_WHAT NEEDS TO BE DONE_
In full and word for word, give the records again.

(SOURCE RECORDS begins)

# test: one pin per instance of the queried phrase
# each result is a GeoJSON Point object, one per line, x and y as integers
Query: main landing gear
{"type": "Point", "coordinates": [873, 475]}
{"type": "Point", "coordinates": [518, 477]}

(SOURCE RECORDS ends)

_RESPONSE TO THE EXERCISE_
# test: one pin per instance of the queried phrase
# each result is a GeoJSON Point object, one per line, x and y as integers
Query: main landing gear
{"type": "Point", "coordinates": [873, 475]}
{"type": "Point", "coordinates": [518, 477]}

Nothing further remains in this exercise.